За котловиной Гойцзо мы опять вступили в пустыню. Дневной жар стал усиливаться, в особенности в открытой песчаной или солончаково-глинистой равнине, нередко омрачаемой серою пыльной дымкой, сквозь которую дневное светило выглядит в виде бледного диска. В пустыне пришлось с новой силой поналечь на большие безводные переходы…

*

Наконец, 22 мая, в полдень, экспедиция прибыла в мертвый город Хара-хото и расположилась бивуаком не в центре его исторических стен, как прежде, а несколько ближе к северо-западному углу, подле развалин большой фанзы. В наше годичное отсутствие из древнего города в него никто не заглядывал: его развалины были в том же положении, в каком мы их и оставили[20]. Нетронутыми оказались и те предметы, извлеченные нами из-под обломков или мусора, которые мы оставили как ненужные.

### Записи данных:
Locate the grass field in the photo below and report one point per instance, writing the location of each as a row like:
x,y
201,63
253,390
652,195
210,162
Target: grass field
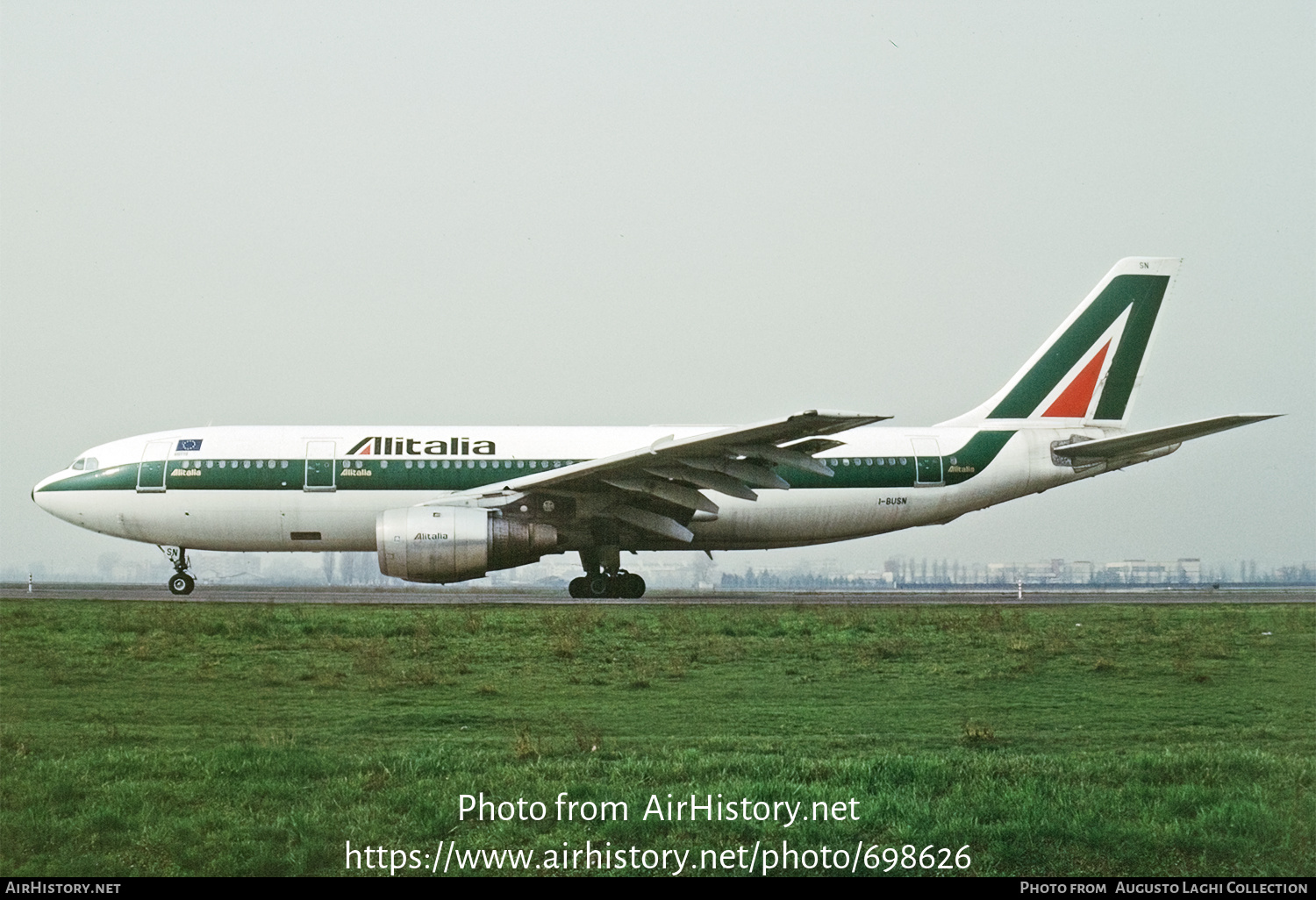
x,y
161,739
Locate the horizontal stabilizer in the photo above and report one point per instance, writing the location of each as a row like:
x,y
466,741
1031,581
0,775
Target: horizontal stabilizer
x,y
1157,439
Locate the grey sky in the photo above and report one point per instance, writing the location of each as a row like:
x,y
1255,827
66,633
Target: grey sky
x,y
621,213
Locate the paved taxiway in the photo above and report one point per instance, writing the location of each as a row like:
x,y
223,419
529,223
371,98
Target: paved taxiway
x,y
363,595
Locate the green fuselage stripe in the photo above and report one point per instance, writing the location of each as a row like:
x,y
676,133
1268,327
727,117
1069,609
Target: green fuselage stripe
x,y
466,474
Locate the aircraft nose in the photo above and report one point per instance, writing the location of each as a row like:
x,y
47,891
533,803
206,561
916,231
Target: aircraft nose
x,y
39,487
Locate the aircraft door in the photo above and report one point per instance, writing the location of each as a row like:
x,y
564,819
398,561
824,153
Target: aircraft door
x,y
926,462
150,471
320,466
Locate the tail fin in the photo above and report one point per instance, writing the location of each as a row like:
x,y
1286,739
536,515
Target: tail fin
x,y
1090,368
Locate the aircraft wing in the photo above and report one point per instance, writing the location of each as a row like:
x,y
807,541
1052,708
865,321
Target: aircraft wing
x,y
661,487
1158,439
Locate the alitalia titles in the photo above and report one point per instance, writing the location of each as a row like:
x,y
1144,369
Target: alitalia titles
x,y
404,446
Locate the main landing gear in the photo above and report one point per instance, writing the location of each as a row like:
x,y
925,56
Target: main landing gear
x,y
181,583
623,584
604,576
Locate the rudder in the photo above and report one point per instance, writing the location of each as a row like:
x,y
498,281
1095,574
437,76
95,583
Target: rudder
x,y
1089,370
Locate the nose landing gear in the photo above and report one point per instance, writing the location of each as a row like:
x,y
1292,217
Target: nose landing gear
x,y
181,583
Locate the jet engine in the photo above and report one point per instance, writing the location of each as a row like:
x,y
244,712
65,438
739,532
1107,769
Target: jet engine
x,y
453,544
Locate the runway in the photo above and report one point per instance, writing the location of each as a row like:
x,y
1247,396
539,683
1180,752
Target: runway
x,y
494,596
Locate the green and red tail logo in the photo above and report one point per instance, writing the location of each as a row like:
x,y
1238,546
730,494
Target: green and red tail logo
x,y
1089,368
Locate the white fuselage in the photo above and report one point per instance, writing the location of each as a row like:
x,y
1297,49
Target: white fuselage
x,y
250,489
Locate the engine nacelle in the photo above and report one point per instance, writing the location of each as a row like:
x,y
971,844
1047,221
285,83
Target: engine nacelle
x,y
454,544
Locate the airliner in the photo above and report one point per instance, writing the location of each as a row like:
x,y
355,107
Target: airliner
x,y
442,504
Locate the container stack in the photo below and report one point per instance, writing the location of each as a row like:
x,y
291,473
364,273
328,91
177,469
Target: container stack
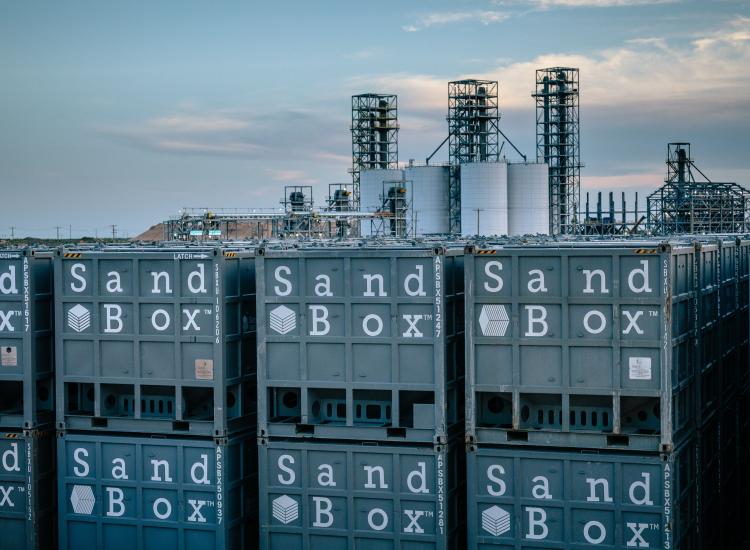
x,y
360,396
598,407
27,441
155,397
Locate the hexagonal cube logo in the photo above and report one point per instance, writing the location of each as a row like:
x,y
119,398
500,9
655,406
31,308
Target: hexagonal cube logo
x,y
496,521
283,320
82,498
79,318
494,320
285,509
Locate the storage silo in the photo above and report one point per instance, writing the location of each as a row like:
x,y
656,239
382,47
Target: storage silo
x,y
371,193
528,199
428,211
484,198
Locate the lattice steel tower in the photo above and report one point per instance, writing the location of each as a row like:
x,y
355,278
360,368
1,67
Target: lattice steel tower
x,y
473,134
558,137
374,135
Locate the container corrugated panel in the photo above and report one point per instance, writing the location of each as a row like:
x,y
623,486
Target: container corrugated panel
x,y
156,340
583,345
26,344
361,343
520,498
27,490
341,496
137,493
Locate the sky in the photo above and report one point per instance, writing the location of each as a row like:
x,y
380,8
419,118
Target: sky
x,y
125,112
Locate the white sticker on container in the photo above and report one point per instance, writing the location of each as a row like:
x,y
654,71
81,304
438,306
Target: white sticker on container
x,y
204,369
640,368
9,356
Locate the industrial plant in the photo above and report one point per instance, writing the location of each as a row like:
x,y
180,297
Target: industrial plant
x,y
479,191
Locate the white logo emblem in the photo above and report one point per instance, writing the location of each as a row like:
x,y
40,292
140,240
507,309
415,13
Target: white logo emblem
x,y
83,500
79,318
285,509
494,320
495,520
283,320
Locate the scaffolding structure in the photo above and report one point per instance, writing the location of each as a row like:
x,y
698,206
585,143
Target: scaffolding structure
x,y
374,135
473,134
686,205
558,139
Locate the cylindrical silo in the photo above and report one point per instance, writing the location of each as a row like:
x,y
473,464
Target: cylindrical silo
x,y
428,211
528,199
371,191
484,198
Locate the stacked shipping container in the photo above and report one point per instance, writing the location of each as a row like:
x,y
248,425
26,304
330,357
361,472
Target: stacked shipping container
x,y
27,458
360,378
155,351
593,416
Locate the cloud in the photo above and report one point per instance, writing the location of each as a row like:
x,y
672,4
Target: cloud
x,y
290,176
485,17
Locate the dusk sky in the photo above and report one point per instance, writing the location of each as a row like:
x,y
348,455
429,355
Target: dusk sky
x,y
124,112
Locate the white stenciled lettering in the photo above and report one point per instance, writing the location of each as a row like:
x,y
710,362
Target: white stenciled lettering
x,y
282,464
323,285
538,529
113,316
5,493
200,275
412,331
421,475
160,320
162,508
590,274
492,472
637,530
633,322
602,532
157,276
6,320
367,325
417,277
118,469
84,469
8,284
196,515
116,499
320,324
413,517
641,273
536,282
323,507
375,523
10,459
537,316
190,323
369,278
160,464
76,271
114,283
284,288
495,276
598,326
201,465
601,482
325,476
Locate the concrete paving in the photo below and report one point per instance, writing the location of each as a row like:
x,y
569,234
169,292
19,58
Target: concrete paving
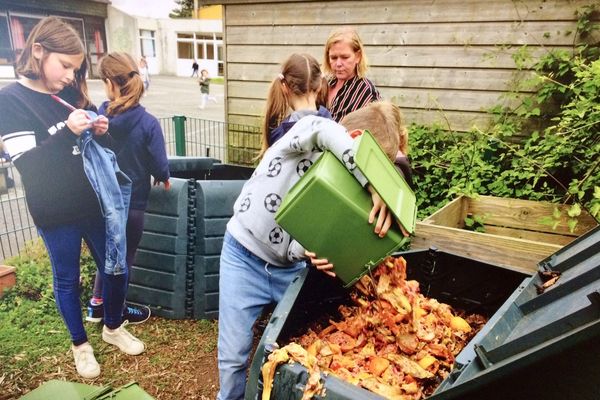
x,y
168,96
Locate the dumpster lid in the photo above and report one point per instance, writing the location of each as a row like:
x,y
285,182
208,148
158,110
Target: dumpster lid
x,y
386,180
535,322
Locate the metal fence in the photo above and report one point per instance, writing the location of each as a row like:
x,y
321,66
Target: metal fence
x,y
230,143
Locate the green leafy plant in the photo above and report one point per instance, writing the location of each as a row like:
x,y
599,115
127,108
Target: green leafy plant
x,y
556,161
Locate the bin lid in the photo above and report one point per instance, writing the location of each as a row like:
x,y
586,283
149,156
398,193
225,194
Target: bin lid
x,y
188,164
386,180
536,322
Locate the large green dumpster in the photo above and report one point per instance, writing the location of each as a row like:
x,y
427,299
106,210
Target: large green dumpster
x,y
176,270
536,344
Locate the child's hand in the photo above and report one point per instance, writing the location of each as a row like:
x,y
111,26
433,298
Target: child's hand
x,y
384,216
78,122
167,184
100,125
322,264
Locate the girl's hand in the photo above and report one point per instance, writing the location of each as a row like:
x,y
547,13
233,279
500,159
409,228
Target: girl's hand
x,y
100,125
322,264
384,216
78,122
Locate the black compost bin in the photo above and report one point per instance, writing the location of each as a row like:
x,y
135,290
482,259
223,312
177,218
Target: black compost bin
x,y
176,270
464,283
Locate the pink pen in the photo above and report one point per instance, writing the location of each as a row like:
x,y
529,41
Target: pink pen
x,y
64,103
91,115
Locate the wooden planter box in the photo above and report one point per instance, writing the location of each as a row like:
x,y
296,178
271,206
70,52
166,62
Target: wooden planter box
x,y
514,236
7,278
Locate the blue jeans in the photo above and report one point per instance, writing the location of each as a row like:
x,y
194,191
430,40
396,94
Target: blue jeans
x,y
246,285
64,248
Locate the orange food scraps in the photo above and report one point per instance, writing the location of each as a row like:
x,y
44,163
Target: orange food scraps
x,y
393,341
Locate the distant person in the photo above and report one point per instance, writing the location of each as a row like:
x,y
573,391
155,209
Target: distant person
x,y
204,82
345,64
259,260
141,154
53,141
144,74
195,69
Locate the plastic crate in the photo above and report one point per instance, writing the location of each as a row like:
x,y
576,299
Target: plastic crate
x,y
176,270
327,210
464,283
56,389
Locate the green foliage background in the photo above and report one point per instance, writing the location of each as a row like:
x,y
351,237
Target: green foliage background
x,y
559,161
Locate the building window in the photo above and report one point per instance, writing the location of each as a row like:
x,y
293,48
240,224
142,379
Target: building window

### Письменные задания:
1) Когда, согласно отрывку об экспедиции в Хара-хото, экспедиция прибыла в мертвый город?
2) Пожалуйста, переведите на английский язык предложение из отрывка об экспедиции в Хара-хото: «Дневной жар стал усиливаться, в особенности в открытой песчаной или солончаково-глинистой равнине, нередко омрачаемой серою пыльной дымкой, сквозь которую дневное светило выглядит в виде бледного диска».
3) Продолжите отрывок об экспедиции в Хара-хото, начав сразу после его последнего предложения.

### Письменные ответы:
1) 22 мая, в полдень.

2) The daytime heat began to grow stronger, especially on the open sandy or saline-clay plain, often darkened by a gray dusty haze through which the sun looks like a pale disk.

3)
Мертвый город опять на время ожил: задвигались люди, застучали инструменты, по воздуху полетела пыль.

Рассчитывая просидеть на работах-раскопках около месяца, я возобновил приятельские отношения с торгоут-бэйлэ, живущим на Эцзин-голе, в двадцати с лишком верстах от Хара-хото, заручился его содействием по найму рабочих землекопов, а также подрядил за известную плату торгоутов ежедневно доставлять нам с Эцзин-гола воду и баранов. Повышенная физическая деятельность, увеличение количества ртов в два-три раза требовали того и другого весьма много. Как прежде, так и теперь, Хара-хото установил связь с долиною Эцзин-гола. Ежедневно, в полдень, к нам приходил караван из ослов, доставлявший нам воду и продовольствие и привозивший нам новости. Порою проведывал нас кто-либо из чиновников торгоут-бэйлэского управления, чтобы, в свою очередь, знать, как поживают на развалинах русские.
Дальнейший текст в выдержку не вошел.